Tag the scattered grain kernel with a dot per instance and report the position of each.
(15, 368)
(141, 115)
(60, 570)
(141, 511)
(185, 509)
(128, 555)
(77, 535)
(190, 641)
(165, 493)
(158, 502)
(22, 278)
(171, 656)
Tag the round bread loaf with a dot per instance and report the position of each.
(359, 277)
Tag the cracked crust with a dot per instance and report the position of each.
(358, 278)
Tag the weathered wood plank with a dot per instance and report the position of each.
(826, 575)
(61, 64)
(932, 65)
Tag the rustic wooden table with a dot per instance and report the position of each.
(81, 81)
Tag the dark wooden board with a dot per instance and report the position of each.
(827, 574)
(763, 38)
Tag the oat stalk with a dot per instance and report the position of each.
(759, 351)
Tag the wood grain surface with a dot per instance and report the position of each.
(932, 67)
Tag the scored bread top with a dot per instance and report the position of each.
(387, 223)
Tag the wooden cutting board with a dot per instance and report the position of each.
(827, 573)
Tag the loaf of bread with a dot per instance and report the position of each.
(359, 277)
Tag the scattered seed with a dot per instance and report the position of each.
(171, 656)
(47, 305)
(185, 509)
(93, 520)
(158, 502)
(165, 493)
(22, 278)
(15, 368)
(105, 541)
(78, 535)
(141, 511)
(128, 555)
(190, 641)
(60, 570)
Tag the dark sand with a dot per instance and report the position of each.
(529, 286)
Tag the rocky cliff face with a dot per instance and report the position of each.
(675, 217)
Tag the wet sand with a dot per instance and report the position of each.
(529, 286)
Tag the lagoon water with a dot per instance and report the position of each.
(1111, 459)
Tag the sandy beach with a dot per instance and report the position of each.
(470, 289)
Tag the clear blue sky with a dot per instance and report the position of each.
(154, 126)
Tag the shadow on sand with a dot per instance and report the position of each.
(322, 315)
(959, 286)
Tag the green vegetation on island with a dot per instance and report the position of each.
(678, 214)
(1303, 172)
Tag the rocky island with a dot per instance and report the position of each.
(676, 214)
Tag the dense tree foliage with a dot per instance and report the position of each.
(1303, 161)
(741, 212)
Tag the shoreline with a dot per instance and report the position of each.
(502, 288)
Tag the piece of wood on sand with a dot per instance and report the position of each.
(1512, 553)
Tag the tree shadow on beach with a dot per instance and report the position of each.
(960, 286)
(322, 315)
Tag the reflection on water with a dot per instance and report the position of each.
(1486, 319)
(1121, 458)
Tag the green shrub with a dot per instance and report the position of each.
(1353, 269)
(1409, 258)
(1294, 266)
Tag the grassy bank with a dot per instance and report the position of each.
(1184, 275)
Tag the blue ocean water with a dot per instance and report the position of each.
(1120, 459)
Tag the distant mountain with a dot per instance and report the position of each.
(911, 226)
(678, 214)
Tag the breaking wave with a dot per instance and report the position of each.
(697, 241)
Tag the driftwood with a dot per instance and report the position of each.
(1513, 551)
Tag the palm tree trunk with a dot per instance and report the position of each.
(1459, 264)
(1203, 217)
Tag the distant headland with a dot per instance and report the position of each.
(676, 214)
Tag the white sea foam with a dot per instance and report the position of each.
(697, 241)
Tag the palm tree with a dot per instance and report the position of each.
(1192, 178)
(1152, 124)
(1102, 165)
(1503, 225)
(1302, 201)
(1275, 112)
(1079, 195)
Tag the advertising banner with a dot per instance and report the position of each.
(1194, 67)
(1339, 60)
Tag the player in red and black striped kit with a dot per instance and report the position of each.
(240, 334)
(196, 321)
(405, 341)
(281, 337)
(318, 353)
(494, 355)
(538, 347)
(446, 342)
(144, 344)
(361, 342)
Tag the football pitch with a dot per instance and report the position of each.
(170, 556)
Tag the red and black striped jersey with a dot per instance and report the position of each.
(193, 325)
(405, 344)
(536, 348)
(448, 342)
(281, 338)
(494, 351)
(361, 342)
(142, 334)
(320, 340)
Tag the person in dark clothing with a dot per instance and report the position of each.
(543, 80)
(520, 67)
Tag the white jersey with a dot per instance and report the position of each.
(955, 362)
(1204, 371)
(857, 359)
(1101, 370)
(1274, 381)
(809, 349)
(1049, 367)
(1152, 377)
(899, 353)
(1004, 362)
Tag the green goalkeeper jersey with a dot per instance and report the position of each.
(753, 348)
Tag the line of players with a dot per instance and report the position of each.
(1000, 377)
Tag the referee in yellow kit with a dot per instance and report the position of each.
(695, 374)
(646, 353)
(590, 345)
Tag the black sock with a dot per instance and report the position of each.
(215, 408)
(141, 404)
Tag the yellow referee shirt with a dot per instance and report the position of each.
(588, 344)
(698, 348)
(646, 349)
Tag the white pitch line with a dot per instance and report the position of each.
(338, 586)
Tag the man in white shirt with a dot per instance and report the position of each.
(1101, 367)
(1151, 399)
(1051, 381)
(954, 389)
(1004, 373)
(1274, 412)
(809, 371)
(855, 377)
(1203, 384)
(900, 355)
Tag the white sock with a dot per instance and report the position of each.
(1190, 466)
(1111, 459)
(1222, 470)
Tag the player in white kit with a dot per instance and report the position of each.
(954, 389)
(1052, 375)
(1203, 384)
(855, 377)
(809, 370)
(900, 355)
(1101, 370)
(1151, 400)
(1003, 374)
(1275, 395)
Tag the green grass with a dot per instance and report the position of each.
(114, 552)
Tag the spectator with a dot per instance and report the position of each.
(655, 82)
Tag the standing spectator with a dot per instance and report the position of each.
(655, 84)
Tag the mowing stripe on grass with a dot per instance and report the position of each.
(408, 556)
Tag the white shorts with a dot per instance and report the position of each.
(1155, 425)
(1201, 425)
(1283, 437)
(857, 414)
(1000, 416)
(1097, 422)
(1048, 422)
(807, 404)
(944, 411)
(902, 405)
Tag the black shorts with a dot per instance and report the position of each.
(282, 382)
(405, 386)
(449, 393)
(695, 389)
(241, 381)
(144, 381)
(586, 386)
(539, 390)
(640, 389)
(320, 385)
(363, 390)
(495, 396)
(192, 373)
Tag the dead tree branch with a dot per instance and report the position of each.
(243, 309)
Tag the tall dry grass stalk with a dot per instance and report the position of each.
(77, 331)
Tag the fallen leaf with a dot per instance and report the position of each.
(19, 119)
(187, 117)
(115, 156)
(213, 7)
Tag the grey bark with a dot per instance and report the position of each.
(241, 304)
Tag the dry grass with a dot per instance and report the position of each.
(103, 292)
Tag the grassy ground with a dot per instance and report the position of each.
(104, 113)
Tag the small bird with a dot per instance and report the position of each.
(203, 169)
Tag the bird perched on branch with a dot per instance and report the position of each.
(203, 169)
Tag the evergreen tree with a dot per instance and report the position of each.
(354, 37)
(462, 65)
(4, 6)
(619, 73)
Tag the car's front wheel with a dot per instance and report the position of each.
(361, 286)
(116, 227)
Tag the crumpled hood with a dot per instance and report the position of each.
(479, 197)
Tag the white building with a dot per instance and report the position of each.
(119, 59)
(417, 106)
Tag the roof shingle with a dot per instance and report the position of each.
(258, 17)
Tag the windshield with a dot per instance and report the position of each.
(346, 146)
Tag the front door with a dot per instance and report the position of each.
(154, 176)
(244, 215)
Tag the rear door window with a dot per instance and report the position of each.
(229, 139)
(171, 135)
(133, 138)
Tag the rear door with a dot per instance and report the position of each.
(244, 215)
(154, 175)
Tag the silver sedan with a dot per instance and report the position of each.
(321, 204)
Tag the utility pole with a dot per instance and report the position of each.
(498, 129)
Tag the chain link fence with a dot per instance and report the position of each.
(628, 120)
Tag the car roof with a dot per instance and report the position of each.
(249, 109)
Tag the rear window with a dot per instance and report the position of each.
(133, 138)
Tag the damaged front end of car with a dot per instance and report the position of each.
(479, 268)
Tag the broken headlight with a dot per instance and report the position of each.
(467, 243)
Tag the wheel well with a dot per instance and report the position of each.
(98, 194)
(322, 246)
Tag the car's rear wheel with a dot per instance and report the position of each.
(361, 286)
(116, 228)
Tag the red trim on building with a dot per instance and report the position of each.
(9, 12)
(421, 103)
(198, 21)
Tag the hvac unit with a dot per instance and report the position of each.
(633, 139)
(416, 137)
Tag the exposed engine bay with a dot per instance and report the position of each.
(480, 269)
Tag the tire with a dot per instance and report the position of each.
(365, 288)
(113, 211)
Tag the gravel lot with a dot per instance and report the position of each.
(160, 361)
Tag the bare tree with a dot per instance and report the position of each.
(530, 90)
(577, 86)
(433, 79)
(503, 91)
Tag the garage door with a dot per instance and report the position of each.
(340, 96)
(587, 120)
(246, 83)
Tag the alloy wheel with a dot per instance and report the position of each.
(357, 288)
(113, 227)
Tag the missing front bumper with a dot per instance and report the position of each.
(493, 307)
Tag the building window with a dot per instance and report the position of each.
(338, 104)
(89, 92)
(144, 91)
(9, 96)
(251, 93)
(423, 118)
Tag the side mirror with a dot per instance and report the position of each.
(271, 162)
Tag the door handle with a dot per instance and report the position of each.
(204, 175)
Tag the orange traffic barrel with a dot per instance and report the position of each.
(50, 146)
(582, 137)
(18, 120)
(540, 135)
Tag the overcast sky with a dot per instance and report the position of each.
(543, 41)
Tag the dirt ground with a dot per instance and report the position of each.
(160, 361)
------------------------------------
Rewrite the rows starting at the one that contains "Tag the man" and ending at the one that contains "(1275, 395)", replacing "kit" with "uniform" and leaving everything else unchanged.

■ **EXERCISE SOLUTION**:
Tag the man in white shirt with a dot per instance and report the position of each.
(1101, 367)
(1151, 399)
(1051, 381)
(954, 389)
(1004, 373)
(1274, 412)
(809, 371)
(855, 377)
(1203, 384)
(900, 355)
Tag the white sock with a dot per instance and report the position of each.
(1190, 466)
(1111, 459)
(1222, 470)
Tag the player in white uniform with a dot per instance and report the position of each.
(954, 389)
(1052, 375)
(1203, 384)
(855, 377)
(809, 370)
(900, 355)
(1101, 370)
(1151, 400)
(1003, 374)
(1275, 395)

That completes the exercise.